WHAT IS BEING ASKED: Exactly the line that contains "Where can you spot the canvas edge" and the lines following it to the end of the data are to be reproduced, and nothing more.
*** INFORMATION GIVEN ***
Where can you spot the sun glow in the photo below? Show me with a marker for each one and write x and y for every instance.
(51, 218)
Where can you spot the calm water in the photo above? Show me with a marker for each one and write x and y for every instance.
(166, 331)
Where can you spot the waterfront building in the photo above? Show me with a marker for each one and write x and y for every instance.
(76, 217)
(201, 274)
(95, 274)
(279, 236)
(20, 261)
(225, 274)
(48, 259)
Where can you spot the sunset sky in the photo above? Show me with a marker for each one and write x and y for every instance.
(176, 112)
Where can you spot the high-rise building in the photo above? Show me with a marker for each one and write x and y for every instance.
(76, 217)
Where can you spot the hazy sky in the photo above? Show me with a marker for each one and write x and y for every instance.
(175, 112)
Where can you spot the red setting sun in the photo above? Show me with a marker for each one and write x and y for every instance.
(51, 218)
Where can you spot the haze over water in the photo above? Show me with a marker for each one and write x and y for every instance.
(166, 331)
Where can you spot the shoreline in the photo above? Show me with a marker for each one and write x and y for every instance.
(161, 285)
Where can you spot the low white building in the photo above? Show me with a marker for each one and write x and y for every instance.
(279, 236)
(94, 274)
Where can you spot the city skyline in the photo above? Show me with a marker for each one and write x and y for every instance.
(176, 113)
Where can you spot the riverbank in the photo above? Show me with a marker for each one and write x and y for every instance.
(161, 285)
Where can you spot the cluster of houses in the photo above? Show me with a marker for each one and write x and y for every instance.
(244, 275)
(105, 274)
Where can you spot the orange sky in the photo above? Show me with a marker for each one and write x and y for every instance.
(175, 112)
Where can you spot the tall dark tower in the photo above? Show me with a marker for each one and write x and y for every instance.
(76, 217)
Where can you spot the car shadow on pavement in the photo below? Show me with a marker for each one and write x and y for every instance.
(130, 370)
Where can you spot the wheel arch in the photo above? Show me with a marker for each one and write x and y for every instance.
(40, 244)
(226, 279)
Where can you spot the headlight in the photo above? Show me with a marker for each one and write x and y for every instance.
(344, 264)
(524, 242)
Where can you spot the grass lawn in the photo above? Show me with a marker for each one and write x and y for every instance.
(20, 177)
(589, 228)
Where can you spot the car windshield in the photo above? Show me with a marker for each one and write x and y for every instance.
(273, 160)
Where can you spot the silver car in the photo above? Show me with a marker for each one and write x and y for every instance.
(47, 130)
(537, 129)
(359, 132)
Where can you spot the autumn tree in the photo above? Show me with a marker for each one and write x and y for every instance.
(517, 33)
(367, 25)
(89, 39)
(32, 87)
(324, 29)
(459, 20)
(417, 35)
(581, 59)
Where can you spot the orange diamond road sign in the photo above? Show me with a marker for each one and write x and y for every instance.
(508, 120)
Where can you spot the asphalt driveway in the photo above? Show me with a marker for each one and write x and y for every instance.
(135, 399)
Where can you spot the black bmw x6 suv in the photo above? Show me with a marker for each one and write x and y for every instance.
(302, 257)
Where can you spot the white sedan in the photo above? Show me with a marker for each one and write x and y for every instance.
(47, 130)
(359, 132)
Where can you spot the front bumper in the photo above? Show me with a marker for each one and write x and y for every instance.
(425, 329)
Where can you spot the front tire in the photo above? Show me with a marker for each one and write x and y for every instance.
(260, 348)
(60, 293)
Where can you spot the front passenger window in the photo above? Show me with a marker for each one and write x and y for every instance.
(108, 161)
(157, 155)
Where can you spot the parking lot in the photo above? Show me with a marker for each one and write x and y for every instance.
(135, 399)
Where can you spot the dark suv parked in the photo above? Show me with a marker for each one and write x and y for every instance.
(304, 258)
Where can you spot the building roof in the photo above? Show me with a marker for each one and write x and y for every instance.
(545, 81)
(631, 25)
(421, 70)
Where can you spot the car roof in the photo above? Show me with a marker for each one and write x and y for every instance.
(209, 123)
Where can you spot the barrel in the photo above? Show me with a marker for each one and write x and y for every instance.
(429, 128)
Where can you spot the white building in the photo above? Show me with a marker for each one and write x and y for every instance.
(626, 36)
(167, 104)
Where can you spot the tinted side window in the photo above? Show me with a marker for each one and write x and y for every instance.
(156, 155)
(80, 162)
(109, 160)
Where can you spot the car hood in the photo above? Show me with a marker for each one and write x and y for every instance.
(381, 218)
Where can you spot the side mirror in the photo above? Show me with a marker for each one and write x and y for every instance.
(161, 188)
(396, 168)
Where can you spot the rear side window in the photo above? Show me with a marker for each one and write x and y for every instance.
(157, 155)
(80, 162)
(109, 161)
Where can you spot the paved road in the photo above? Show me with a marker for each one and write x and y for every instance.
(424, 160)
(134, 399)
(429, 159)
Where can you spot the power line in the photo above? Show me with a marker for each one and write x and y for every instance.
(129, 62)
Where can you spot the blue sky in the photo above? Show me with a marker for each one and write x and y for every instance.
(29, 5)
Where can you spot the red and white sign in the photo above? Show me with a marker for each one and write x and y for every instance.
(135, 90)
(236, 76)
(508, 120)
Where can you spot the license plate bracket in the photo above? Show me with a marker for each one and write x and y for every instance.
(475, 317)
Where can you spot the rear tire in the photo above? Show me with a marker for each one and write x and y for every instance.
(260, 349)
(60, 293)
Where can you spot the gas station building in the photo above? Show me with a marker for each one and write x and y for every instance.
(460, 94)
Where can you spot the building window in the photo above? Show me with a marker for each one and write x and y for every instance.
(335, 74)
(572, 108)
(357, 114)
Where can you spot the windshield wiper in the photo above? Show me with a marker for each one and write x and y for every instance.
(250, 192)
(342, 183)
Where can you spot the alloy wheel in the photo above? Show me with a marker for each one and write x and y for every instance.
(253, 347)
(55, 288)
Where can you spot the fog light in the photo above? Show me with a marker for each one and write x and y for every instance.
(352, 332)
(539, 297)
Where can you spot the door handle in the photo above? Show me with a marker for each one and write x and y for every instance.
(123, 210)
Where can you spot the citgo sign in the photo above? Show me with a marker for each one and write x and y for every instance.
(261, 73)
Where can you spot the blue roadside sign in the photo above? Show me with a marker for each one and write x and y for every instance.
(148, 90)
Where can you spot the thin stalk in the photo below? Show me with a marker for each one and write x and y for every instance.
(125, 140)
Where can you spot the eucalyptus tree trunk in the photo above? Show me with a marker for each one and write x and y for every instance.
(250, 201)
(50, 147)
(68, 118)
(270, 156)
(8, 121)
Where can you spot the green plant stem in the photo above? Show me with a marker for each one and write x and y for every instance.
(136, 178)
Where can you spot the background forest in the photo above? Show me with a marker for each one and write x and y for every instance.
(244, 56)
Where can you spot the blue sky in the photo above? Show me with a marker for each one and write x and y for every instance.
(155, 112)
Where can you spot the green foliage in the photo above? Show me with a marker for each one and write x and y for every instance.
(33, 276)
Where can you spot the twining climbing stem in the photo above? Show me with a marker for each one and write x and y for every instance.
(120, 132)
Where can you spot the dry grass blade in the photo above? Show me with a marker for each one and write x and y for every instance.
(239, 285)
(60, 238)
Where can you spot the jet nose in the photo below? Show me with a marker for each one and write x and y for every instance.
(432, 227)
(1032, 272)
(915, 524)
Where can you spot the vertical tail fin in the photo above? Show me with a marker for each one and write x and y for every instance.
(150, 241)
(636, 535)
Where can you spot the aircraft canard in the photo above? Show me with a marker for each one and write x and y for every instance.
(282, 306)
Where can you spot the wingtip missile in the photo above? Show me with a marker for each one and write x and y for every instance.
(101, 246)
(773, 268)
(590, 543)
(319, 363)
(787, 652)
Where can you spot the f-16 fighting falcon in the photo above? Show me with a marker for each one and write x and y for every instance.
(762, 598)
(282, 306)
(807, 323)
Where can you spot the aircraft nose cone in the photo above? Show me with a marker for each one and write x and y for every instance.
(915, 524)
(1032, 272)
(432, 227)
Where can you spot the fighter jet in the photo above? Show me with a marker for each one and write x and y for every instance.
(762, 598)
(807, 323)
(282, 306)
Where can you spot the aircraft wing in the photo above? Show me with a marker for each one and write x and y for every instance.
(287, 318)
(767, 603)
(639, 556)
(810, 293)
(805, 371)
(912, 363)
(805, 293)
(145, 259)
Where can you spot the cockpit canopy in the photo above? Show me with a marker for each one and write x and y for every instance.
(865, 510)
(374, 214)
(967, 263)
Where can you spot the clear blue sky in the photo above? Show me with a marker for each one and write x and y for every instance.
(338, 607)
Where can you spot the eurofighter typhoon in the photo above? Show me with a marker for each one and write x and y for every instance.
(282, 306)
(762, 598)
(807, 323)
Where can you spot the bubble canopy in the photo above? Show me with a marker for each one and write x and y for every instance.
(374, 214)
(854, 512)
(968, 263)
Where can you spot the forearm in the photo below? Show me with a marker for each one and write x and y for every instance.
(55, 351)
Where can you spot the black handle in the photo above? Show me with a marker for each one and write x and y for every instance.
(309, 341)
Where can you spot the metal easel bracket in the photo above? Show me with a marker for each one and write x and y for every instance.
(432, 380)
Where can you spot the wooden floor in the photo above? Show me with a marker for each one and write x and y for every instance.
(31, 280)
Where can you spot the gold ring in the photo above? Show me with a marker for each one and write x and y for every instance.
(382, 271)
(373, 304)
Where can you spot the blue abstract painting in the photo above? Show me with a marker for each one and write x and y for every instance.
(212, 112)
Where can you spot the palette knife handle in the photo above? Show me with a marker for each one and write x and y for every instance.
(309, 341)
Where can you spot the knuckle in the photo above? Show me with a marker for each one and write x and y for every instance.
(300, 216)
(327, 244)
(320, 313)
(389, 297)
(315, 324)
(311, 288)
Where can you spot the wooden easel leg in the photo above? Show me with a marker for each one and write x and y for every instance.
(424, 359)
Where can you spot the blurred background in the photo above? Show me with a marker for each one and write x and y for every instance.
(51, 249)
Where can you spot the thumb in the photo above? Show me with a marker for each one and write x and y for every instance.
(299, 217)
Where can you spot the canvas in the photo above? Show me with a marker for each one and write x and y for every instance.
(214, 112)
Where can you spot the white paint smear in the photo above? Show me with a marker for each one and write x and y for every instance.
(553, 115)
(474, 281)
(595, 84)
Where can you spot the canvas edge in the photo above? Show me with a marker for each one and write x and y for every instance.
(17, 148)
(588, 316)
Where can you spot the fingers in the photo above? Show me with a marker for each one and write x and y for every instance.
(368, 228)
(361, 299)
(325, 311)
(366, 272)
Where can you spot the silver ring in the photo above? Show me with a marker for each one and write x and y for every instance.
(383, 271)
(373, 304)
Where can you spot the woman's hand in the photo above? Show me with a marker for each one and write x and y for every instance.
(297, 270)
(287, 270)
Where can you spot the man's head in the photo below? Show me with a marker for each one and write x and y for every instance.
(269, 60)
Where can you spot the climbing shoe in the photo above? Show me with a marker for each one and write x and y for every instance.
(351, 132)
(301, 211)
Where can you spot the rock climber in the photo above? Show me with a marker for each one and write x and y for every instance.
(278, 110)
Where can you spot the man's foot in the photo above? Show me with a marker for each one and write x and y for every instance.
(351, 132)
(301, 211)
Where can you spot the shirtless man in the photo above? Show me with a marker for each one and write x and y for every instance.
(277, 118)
*** End of INFORMATION GIVEN ***
RESPONSE FOR THIS EXERCISE:
Where can you spot the canvas edge in the photo above? Show me with a marker for each one and write x and y for every instance.
(17, 148)
(588, 316)
Where can you spot the fingers in the photo above? Show me with a marker for each one and write x and y for every instance.
(368, 228)
(361, 299)
(325, 311)
(366, 272)
Where can you spot the silver ring in the photo above? Show me with a marker for each one and write x and y for every instance.
(383, 271)
(373, 304)
Where can you spot the woman's hand in the photo above? Show me with a marker for each one and write x and y for every instance.
(297, 270)
(287, 270)
Where can you spot the man's head in the photo below? Show me with a marker for each one and write x and y for every instance.
(269, 60)
Where can you spot the climbing shoe in the photo above? Show me with a marker for each one and write x and y for every instance.
(351, 132)
(301, 211)
Where can you spot the rock climber in the photo above? Show me with a marker for each one and write x and y for every instance.
(278, 110)
Where can you spot the man's foot in the photo above? Show me with a marker for each one and write x and y for every instance.
(351, 132)
(301, 211)
Where can you spot the shirtless man in the photo above? Show me with a marker for each one and write x and y for every instance.
(277, 118)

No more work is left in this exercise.